▶ _ACTIVITY_
In the article about Harvey Chochinov, what was the name of the band he played in starting in the 1980s?

▶ _EXTRACT PROVIDED_
*** Block opens ***

In a release issued by the Prime Minister’s Office on October 27, it was noted that Dr. Chochinov is a “professor of psychiatry at the University of Manitoba and Director of the Manitoba Palliative Care Research Unit,. .. Dr. Chochinov is recognized internationally as a leading scholar, researcher and proponent of palliative care. Dr. Chochinov also holds a Ph.D. in Community Health Sciences. His publications addressing the psychosocial dimensions of palliation have helped define standards of end-of-life care. His work has transformed his field and improved the care and compassion provided to dying patients, in Canada and around the world.”
Harvey Chochinov’s first mention in the pages of The Jewish Post came as a result of his being part of a band known as “Special Blend”, in which he appeared, starting in the 1980s, along with the late Jerry Maslowsky, Jeffrey Dolovich, and Michael Ryczak. On a sad note, Chochinov recently spoke at his life-long friend Jerry Maslow-sky’s celebration of life.
Well known in the community, Chochinov was the special guest speaker at the Jewish Child and Family Services’ AGM in June 2015 where he offered some profound observations on palliative care to the audience. Following are some excerpts from an article describing his talk:
“What would it mean to have a system of health ‘caring’,” Chochinov asked, “rather than ‘care’? Often there’s a paucity of caring.”
When patients “feel caring is present,” he suggested, they “are much more likely to be open to disclosing information” about themselves.
Chochinov noted the “correlation between “the will to live and pain”, explaining that “pain management has profound spiritual implications.”

*** Block closes ***

▶ _DATA SUPPLIED_
*** Block opens ***

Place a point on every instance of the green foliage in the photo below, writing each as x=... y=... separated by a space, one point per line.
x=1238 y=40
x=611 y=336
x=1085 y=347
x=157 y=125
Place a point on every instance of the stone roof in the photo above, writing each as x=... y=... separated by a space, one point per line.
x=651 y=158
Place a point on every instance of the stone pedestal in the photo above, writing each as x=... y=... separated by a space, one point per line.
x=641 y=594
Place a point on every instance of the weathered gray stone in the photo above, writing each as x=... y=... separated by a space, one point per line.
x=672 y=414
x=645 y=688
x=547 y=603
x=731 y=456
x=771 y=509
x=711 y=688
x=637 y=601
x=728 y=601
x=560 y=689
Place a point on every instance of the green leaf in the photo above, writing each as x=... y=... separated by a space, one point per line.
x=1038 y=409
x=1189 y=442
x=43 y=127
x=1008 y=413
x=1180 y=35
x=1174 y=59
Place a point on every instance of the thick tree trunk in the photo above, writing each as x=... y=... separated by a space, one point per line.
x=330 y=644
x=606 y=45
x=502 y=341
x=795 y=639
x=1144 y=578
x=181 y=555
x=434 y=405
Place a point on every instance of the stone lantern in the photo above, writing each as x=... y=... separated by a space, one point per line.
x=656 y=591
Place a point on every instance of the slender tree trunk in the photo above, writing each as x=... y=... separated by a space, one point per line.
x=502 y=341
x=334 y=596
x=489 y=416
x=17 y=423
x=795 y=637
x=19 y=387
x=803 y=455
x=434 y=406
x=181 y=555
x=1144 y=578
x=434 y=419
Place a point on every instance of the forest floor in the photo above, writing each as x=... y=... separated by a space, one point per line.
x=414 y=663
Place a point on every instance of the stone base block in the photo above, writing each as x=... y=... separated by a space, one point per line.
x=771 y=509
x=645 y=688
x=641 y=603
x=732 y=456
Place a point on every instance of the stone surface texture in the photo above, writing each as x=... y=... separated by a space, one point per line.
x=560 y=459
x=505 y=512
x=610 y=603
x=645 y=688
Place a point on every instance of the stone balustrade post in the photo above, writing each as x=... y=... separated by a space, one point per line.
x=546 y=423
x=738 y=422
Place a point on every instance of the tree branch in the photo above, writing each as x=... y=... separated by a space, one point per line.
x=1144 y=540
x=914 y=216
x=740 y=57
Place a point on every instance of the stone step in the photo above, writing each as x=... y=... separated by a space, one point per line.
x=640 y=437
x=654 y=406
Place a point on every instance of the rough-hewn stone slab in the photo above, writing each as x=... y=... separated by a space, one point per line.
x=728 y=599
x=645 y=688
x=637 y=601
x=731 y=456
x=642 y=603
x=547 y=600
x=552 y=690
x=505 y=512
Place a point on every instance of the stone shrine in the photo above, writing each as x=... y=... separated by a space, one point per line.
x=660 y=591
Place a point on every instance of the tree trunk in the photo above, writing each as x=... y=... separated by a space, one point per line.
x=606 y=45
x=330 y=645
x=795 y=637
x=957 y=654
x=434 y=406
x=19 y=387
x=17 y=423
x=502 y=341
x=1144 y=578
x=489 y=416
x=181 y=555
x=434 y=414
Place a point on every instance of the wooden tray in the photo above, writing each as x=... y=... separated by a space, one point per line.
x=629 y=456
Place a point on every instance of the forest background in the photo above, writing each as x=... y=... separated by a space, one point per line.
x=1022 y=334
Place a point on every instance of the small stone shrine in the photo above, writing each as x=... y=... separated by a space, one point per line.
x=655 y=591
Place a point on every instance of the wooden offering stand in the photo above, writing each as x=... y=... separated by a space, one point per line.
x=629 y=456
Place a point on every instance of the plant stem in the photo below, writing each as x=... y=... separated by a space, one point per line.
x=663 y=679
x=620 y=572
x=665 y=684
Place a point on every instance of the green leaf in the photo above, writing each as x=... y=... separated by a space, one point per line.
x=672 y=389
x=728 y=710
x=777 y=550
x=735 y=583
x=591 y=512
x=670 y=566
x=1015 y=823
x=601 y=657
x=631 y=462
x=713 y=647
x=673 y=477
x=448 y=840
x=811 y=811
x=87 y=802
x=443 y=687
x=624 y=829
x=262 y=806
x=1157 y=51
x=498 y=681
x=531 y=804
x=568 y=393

*** Block closes ***

▶ _SOLUTION TO THE PROBLEM_
Special Blend